Collected data entries
- - -

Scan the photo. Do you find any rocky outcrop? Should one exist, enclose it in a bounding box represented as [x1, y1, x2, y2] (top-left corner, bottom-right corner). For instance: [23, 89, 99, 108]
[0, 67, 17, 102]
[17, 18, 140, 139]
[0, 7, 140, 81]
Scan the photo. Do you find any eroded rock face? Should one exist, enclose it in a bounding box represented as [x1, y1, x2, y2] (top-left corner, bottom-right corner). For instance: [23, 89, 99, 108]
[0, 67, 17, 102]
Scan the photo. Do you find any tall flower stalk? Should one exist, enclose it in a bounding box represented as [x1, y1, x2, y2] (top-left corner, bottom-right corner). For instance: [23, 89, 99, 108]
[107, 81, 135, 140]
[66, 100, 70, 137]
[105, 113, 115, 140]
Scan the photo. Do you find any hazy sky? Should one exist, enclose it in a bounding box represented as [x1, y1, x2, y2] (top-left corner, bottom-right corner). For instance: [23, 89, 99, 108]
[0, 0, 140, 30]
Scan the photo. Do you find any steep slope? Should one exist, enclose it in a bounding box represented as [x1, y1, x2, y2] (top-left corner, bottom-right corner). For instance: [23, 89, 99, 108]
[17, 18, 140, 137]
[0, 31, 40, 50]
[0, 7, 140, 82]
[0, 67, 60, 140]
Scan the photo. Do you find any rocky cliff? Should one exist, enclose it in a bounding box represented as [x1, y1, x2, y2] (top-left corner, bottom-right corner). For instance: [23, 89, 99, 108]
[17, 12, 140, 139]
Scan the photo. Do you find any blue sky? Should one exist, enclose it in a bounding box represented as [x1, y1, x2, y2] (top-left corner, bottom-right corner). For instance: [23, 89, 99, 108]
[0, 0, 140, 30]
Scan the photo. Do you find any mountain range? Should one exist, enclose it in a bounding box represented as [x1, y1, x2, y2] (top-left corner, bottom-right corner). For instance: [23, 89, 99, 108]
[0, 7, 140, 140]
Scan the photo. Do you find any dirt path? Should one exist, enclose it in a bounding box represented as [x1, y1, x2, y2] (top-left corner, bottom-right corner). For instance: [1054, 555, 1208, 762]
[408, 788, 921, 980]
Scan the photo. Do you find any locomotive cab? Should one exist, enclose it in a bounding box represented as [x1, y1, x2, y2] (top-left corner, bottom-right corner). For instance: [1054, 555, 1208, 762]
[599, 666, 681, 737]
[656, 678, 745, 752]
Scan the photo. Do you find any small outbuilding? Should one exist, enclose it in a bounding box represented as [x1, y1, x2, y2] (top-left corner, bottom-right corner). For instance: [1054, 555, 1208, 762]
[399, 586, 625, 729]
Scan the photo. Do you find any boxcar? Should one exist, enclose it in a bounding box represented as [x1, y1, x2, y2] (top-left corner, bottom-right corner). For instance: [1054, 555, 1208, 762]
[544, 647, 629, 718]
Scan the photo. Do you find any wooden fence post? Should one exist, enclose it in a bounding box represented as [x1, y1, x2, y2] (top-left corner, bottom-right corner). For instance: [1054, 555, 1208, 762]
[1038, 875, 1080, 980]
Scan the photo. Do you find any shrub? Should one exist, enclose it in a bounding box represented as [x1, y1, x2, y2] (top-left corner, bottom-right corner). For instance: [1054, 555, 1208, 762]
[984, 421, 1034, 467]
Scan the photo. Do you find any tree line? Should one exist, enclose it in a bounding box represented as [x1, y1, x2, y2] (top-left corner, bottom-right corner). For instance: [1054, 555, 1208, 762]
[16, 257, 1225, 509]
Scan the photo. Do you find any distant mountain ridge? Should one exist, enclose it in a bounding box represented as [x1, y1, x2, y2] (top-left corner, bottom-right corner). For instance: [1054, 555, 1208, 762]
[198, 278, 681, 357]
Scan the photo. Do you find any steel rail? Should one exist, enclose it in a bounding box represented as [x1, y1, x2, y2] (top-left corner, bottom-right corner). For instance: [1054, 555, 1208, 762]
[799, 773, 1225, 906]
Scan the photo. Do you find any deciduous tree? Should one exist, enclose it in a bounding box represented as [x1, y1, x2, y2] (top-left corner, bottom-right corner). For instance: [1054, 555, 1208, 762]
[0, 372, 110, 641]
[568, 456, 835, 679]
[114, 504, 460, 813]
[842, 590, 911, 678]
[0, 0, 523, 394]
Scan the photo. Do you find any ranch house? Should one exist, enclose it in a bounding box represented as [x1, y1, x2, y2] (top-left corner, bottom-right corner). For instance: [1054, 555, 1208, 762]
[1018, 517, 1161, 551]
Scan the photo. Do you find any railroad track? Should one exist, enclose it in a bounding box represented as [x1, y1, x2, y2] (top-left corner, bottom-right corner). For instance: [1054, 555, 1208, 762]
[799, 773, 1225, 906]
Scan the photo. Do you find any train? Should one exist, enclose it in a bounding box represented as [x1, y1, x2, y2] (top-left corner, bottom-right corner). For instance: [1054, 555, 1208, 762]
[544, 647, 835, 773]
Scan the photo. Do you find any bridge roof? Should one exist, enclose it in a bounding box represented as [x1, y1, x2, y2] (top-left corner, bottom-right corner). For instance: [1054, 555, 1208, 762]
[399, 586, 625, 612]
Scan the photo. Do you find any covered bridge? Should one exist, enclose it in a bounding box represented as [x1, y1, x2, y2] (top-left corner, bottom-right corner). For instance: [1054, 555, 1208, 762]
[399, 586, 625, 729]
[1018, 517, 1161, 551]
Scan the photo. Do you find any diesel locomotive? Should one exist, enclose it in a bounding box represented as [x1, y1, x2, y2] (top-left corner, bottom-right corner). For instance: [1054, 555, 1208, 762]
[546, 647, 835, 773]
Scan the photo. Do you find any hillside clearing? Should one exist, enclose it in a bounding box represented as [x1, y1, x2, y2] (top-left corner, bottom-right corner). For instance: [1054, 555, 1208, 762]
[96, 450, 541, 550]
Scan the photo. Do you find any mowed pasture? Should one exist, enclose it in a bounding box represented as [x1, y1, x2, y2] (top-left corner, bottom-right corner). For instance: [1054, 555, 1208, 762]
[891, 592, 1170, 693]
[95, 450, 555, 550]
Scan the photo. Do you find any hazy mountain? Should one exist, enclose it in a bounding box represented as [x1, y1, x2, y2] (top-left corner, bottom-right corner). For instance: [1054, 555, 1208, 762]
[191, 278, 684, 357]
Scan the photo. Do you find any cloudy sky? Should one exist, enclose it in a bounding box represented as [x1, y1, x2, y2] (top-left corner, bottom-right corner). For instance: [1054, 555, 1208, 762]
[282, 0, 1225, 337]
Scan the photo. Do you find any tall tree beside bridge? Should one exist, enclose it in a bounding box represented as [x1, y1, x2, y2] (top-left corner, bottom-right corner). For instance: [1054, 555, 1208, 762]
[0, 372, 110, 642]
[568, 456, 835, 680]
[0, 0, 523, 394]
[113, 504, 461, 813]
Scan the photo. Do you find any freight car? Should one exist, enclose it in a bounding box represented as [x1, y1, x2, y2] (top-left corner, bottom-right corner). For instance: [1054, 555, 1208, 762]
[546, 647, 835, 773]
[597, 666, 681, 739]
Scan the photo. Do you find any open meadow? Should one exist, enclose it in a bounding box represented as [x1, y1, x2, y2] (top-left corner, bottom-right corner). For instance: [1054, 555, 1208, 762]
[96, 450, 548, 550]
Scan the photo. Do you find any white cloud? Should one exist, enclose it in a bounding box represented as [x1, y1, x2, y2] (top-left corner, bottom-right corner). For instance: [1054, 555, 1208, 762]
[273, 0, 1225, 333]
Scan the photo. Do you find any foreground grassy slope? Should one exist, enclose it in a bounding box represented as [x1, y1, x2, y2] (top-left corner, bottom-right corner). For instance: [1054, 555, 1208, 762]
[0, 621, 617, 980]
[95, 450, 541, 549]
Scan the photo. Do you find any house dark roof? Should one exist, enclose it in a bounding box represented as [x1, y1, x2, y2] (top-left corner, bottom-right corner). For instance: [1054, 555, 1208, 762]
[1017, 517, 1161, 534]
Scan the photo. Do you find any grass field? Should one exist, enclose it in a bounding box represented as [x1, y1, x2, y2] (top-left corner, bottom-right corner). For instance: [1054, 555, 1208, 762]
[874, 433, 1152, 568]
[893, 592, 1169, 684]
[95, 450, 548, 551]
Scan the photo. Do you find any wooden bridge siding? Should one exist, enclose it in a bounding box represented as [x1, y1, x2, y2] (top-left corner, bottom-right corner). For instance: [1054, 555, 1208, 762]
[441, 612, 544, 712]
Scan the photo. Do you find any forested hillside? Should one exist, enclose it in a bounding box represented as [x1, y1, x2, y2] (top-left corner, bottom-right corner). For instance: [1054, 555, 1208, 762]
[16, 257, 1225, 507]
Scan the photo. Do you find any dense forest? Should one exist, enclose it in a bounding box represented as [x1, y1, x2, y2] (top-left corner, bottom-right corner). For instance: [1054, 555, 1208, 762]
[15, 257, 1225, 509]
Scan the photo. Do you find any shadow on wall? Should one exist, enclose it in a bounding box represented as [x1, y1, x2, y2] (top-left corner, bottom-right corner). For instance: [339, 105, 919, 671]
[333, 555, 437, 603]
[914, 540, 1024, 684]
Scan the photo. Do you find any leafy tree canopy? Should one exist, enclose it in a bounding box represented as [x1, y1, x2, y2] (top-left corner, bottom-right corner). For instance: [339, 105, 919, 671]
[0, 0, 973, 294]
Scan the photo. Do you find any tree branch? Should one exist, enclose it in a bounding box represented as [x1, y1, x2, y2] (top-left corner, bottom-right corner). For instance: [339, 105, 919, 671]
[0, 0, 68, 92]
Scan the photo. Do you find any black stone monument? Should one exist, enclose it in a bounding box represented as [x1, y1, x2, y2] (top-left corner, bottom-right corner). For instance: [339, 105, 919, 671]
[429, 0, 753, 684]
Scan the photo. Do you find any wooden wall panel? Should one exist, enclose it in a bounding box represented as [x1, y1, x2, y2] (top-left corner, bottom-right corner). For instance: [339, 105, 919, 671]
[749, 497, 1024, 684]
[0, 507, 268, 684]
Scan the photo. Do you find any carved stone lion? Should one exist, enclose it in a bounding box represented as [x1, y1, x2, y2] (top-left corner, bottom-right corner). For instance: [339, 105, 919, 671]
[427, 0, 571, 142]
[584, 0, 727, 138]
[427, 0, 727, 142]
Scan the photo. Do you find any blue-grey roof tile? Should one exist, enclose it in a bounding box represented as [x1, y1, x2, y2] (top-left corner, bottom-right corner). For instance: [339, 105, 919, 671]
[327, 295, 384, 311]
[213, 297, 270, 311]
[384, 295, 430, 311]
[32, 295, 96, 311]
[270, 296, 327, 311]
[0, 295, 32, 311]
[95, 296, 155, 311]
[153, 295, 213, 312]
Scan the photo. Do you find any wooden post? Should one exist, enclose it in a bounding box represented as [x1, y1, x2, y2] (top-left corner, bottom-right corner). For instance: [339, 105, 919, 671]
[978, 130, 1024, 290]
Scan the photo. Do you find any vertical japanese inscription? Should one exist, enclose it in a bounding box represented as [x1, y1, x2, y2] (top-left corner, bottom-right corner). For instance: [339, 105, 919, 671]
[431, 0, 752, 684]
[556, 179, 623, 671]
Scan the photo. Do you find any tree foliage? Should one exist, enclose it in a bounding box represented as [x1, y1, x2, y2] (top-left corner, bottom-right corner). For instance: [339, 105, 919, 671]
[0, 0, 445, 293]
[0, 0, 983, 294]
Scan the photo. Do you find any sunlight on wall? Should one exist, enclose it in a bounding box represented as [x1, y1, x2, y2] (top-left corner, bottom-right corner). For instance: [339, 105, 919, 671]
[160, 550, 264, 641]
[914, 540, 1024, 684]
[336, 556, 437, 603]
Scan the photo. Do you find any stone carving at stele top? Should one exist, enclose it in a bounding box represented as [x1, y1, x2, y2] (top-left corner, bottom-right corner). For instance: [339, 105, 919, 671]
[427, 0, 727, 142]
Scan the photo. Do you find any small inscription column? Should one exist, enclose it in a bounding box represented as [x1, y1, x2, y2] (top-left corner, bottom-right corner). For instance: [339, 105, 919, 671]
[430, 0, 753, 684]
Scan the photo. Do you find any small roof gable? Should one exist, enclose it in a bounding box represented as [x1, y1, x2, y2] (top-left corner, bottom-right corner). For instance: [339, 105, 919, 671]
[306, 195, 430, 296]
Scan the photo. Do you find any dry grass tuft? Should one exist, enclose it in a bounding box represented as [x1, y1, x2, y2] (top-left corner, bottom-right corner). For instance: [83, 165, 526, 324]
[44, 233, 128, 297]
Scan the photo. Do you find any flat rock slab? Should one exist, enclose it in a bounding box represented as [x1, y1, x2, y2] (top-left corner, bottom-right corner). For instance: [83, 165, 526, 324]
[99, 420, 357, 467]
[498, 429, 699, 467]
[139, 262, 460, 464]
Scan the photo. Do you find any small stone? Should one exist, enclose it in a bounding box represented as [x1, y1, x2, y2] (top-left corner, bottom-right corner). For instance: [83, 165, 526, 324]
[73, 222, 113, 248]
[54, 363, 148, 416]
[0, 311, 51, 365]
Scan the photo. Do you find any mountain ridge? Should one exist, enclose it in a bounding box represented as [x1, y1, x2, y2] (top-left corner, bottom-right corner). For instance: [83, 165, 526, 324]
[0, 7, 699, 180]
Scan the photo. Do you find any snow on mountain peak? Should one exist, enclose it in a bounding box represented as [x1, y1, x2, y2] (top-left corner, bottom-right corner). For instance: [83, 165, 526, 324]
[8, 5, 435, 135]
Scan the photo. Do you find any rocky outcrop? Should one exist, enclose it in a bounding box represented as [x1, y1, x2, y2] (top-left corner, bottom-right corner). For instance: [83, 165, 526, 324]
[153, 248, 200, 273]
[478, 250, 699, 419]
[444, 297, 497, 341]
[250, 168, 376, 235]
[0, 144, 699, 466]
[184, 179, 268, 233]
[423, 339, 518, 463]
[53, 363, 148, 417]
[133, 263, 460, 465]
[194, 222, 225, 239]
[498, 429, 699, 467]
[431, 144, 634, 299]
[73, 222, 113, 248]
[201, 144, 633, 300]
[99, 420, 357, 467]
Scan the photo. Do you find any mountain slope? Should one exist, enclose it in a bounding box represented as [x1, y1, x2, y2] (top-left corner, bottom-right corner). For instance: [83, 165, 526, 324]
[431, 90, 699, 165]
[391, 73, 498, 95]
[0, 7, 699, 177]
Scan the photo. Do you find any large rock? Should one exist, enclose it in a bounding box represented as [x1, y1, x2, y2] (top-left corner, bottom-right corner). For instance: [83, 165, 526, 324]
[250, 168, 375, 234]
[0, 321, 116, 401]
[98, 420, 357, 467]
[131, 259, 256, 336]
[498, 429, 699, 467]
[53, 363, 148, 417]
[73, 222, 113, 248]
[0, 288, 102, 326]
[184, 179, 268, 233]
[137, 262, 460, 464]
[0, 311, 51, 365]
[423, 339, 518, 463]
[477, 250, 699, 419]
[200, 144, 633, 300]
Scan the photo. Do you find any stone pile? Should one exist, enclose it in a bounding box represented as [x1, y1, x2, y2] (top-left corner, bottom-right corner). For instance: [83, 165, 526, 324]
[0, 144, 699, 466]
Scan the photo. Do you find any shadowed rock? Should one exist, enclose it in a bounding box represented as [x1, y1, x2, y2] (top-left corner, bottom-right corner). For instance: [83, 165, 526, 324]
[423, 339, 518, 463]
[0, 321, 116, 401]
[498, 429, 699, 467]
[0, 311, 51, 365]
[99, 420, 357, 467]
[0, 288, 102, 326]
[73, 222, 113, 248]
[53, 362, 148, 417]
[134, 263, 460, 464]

- - -

= GOAL =
Could you transcribe the lines above, starting with the one containing "Scan the photo. Do you find any sunlight" and ending with the one containing "[336, 556, 437, 603]"?

= EXPECTED ANSWER =
Scan the photo. Do you find any sunlight on wall? Should one exist, enclose it in a bounding box represented as [x1, y1, x2, y2] (top-left corner, bottom-right corner). For instance: [339, 105, 919, 671]
[160, 550, 264, 641]
[914, 540, 1024, 684]
[336, 556, 437, 603]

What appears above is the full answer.